══ TEXT PASSAGE ══
Hi Ines,
Thanks for your reply.
Hmm. I had never thought of the term 'animate' as having religious connotations...i should check my bible more often ;) However, i do like your way of describing them as systems where entropy decreases...at least to an extent.
That is, don't viruses then qualify as systems exhibiting agency? Clearly, their action expresses regulation/control via their inner and outer environs. I don't have a problem defining them as animate entities, albeit very simple ones. For me, another requirement for true agency is that their main objective is intrinsic survival (both individually and generationally). That is, their intrinsic inner and outer surroundings must be directly involved in the process of evolution...only this way can their entropy truly decrease. Thus, the virus qualifies but the man-made machine does not. That is, although the machine can perform functions that decrease entropy, it cannot do so such that its inner and outer surroundings are fundamentally oriented towards its own perpetuation. My brother drives a back hoe. Such machines can do things that no human being can do, but that does not make them animate beings. In the same way, we can make machines that might 'think' much better than ourselves, but i don't think they have any more agency than a back-hoe. Although, I think such agency could become possible in a man-made cyber-universe where some cyber-equivilent to a relationship between inner and outer environs gains the capacity to regulate those environs. What the status of such a cyber-agency would be in our material universe will be a question for folk who are younger that I. I would love to hear your response to the above.
═══
══ SUPPLIED RECORDS ══
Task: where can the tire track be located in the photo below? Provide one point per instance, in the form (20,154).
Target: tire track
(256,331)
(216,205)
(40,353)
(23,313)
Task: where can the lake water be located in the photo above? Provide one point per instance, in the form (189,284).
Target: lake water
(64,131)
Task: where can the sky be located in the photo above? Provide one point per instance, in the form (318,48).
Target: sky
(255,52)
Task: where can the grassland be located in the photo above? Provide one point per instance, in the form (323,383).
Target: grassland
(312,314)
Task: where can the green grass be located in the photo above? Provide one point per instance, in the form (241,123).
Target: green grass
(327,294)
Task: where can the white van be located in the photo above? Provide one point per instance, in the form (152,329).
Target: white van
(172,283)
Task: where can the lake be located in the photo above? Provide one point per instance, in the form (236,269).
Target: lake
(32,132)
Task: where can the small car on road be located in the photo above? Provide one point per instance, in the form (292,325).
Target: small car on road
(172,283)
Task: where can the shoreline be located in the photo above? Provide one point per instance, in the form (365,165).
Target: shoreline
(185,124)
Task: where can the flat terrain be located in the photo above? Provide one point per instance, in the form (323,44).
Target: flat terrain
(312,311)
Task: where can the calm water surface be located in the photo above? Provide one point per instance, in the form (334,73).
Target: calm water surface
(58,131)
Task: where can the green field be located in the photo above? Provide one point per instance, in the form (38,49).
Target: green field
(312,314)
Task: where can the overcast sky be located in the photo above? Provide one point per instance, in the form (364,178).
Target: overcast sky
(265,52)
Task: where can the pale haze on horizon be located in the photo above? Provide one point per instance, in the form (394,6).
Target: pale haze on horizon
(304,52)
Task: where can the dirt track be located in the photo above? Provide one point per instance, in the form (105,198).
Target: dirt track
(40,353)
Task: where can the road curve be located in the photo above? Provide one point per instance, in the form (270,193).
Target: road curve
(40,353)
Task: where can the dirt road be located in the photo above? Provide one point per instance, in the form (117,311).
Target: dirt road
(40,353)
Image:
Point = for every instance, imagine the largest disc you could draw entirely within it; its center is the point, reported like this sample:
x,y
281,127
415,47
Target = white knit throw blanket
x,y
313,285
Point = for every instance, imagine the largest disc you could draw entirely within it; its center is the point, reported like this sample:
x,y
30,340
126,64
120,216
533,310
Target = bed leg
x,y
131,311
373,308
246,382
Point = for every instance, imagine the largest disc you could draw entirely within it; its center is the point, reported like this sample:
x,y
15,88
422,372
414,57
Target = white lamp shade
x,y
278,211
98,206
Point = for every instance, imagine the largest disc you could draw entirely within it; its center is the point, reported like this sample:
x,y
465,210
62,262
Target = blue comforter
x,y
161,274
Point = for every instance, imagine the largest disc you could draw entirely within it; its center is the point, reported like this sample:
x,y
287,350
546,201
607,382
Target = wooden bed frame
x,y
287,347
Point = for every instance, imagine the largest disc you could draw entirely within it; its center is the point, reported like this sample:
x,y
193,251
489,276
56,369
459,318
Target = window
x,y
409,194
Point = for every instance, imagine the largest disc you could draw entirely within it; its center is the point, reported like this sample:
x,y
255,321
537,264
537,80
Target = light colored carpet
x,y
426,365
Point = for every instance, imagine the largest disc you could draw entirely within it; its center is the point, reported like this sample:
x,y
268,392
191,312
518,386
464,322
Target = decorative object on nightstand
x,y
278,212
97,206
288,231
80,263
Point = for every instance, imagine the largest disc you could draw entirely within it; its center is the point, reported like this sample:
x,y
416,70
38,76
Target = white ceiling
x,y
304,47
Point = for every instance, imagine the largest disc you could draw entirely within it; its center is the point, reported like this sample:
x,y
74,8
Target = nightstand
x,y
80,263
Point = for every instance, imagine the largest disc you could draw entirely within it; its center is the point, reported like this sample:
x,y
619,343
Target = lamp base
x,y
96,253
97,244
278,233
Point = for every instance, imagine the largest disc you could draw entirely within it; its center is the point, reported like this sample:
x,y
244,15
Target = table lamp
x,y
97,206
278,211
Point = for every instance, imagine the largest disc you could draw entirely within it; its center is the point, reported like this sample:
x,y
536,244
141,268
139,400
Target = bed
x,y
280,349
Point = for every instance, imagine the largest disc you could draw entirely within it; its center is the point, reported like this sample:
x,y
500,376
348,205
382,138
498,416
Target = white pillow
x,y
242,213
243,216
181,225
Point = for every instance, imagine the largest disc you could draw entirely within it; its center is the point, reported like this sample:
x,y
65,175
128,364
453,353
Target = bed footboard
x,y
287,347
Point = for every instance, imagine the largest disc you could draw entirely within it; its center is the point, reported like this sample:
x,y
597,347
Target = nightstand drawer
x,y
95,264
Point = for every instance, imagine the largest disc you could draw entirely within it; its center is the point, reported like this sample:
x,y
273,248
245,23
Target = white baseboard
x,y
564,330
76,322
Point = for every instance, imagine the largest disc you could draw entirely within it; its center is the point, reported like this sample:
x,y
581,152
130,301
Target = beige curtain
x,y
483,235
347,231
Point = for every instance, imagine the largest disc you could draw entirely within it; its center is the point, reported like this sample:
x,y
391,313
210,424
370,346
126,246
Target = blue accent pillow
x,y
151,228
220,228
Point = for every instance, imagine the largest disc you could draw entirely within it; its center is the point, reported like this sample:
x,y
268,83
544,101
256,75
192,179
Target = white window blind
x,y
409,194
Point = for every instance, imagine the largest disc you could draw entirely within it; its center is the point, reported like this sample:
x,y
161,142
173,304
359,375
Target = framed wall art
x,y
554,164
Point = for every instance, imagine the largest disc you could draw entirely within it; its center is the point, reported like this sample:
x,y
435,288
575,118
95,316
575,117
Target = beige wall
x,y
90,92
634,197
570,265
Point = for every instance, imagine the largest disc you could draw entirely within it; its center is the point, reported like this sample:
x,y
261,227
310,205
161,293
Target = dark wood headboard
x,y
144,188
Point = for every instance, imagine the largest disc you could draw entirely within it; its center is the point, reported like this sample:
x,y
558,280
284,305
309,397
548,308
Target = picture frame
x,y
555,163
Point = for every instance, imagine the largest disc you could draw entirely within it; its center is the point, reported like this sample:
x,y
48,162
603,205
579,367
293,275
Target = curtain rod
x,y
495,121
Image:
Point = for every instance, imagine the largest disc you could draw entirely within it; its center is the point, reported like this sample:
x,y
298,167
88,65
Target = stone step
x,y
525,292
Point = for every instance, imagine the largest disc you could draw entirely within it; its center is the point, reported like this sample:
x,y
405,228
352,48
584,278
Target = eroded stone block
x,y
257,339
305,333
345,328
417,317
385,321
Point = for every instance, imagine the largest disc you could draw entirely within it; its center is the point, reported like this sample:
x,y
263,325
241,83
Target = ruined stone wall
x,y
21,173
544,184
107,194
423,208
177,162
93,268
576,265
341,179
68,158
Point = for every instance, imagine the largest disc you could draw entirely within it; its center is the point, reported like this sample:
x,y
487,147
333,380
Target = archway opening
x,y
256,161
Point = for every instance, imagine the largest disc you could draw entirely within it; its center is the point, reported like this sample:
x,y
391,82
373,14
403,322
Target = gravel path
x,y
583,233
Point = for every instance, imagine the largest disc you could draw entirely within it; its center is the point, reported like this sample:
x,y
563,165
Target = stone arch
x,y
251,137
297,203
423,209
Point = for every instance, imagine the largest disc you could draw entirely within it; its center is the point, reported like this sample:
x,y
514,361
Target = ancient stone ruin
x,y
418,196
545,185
═══
> [WORK REQUEST 1]
Answer these questions using the message to Ines:
(a) What did Ines describe animate beings as?
(b) What does the writer name as another requirement for true agency?
(c) What does the writer's brother drive?
> [WORK REQUEST 2]
For each statement, decide whether it agrees with the message to Ines, and quote the words that settle it:
(a) The writer is willing to call viruses animate entities.
(b) The writer believes machines that think better than humans have more agency than a back hoe.
(c) The writer had long regarded the term 'animate' as having religious connotations.
> [WORK REQUEST 3] Print the part of the message to Ines starting with "Hmm. I had never" and going on through "to an extent.".
The records are not needed for any of the tasks.

> [TASK SOLUTION 1]
(a) Systems where entropy decreases.
(b) That their main objective is intrinsic survival, both individually and generationally.
(c) A back hoe.

> [TASK SOLUTION 2]
(a) Yes: "I don't have a problem defining them as animate entities, albeit very simple ones."
(b) No: "i don't think they have any more agency than a back-hoe."
(c) No: "I had never thought of the term 'animate' as having religious connotations"

> [TASK SOLUTION 3]
Hmm. I had never thought of the term 'animate' as having religious connotations...i should check my bible more often ;) However, i do like your way of describing them as systems where entropy decreases...at least to an extent.